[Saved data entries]

## BEGIN

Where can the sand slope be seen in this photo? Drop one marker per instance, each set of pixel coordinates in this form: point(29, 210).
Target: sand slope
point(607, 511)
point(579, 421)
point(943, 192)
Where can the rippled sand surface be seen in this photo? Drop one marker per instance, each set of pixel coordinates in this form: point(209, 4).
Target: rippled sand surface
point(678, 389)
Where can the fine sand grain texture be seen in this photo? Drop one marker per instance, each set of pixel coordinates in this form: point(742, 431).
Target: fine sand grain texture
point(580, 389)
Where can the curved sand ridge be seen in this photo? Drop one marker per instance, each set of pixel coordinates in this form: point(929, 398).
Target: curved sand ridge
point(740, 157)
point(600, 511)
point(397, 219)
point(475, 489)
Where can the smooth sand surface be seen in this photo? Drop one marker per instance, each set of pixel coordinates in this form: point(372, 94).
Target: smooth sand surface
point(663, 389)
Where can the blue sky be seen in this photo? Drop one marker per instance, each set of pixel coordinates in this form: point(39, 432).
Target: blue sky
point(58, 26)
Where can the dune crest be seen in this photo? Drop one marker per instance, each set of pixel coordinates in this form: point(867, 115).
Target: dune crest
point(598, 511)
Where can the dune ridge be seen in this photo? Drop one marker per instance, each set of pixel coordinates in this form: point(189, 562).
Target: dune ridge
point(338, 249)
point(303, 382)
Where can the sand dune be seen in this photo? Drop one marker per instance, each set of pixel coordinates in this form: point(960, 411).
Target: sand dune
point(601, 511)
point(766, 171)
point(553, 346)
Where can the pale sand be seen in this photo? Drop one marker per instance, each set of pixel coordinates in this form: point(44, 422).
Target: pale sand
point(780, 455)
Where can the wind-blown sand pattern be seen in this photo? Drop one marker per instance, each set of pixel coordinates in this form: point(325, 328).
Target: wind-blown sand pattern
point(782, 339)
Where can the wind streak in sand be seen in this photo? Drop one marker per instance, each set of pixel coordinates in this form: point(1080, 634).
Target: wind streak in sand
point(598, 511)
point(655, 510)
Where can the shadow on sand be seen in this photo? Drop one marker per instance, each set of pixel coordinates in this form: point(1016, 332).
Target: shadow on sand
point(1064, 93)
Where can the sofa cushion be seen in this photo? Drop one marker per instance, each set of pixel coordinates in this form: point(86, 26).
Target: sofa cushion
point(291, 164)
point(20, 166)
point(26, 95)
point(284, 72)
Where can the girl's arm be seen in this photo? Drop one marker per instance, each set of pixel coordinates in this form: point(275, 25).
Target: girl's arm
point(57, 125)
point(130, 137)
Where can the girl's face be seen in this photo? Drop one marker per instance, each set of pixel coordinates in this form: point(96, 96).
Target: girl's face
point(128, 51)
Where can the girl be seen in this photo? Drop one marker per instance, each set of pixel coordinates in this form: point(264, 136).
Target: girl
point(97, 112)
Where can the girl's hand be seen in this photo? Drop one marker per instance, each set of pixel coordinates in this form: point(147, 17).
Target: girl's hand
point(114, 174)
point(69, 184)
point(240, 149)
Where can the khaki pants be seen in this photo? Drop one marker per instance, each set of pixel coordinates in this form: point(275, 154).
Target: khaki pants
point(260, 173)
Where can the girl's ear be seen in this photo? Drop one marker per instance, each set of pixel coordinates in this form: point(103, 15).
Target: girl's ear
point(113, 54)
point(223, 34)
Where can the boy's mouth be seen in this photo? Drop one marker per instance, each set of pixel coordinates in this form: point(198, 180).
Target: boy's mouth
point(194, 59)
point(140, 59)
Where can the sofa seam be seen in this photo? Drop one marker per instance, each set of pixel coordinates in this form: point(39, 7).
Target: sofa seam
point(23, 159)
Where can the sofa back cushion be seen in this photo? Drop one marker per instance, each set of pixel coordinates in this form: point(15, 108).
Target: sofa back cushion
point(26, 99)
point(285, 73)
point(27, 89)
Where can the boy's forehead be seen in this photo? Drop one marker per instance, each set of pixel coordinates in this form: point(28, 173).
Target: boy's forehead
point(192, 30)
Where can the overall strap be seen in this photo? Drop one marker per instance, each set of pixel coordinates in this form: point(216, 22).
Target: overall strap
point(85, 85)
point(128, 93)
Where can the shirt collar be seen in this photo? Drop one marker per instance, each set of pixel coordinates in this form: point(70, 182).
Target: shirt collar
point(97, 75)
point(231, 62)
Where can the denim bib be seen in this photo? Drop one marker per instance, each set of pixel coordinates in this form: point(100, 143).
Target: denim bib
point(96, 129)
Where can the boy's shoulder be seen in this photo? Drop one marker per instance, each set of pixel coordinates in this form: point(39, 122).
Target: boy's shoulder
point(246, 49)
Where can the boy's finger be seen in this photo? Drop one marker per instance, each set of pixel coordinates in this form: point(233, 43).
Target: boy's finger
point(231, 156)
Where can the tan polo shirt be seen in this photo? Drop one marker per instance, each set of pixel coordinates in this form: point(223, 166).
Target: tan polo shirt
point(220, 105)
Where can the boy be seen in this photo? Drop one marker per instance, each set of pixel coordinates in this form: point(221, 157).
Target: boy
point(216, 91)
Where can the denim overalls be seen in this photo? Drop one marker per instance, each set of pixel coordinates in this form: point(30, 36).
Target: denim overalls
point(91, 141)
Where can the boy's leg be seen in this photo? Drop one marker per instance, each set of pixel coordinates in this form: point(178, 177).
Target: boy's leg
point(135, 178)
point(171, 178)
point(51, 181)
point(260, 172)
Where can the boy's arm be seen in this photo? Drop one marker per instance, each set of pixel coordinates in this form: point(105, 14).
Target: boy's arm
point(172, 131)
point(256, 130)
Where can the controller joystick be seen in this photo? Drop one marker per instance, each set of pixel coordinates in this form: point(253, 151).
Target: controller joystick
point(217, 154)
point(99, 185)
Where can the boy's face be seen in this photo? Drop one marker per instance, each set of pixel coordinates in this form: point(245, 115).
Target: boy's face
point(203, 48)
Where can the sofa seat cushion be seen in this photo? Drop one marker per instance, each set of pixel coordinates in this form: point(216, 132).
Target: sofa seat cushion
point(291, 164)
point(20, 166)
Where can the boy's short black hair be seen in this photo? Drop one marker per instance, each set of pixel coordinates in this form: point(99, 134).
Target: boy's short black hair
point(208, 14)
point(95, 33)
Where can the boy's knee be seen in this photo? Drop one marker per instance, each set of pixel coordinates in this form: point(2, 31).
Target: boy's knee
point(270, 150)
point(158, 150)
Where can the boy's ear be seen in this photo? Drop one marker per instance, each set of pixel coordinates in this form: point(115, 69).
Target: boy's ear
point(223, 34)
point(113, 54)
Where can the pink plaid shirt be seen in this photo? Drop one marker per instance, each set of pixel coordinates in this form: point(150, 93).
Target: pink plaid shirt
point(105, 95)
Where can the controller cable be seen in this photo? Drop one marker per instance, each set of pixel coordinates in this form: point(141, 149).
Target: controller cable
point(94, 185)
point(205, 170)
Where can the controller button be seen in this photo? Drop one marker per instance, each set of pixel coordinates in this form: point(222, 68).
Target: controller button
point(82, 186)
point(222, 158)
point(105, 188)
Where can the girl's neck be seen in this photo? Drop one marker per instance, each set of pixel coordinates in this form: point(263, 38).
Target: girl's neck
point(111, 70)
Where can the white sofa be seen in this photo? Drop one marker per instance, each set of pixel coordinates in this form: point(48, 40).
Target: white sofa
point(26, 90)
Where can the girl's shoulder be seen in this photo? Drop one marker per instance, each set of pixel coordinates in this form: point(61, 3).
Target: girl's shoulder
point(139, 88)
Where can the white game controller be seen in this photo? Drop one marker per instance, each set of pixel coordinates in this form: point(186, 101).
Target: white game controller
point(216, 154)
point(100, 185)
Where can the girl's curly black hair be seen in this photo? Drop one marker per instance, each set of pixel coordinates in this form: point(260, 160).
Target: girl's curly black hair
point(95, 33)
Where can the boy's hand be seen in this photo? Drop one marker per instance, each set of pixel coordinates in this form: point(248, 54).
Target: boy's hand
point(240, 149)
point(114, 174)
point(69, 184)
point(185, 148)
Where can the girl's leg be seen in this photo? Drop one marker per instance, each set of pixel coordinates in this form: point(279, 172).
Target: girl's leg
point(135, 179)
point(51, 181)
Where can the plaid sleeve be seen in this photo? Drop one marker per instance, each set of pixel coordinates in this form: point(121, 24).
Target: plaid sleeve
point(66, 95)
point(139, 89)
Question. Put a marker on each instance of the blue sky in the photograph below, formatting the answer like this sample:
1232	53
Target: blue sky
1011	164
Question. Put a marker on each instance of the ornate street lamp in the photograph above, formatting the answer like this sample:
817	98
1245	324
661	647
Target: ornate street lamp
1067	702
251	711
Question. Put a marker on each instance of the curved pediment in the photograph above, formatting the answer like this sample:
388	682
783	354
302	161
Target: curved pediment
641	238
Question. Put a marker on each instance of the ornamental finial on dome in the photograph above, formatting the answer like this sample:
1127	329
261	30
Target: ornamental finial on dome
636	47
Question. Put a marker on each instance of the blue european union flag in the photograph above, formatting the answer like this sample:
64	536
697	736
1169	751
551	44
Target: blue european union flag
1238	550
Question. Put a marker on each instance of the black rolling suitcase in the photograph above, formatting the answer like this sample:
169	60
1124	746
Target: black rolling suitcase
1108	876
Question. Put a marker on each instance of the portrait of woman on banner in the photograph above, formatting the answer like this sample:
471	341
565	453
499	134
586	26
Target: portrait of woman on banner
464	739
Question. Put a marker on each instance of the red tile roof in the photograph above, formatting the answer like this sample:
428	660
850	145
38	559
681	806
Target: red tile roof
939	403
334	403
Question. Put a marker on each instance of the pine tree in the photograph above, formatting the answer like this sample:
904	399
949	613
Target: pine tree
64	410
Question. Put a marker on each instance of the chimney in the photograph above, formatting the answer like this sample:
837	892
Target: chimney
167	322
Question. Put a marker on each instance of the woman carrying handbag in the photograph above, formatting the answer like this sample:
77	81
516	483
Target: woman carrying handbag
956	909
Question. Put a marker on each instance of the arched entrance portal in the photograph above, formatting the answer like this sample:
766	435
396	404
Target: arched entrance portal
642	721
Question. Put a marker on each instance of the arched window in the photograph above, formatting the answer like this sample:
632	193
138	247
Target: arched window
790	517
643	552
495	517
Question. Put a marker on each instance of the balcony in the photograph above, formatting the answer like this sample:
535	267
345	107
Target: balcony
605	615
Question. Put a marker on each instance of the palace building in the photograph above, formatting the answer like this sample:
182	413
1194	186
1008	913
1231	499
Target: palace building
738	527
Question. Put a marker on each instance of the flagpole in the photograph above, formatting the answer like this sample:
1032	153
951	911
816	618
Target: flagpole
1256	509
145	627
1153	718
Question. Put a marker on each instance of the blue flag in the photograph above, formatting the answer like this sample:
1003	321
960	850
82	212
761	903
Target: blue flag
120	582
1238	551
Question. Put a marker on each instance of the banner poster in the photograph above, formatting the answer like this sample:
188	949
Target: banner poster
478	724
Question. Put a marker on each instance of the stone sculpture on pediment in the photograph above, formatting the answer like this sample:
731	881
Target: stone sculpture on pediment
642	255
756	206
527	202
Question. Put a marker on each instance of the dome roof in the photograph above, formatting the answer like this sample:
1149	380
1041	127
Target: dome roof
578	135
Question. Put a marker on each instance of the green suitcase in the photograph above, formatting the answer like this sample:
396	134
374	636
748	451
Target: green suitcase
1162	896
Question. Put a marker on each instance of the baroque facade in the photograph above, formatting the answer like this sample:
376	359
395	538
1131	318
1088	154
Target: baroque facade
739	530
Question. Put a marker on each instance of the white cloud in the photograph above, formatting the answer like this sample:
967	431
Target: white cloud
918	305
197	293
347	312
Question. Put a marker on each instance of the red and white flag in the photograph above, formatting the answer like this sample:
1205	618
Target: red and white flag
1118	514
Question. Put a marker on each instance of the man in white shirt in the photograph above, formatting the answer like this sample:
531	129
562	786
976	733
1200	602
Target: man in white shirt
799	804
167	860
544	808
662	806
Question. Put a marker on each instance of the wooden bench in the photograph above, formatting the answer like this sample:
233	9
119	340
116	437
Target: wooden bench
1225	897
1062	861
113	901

## END

[TASK] Copy the lines above word for word, starting at the line that contains "Where can the dune ridge" and ending at the line that contains "point(303, 382)".

[CORRECT RESPONSE]
Where can the dune ridge be seen in this photo? Drop one marker per instance, each set of pixel coordinates in this form: point(189, 562).
Target: dune ridge
point(338, 249)
point(303, 382)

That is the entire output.